= Beginning of Section =
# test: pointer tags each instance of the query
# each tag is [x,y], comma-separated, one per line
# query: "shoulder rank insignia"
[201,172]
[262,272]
= End of Section =
AIM OF THE TASK: Once you have read the data, copy all of it out exactly.

ANSWER TO THIS TASK:
# test: pointer tags each instance of the query
# each tag is [x,y], comma-separated, one per line
# query: "shoulder rank insignia"
[201,172]
[262,272]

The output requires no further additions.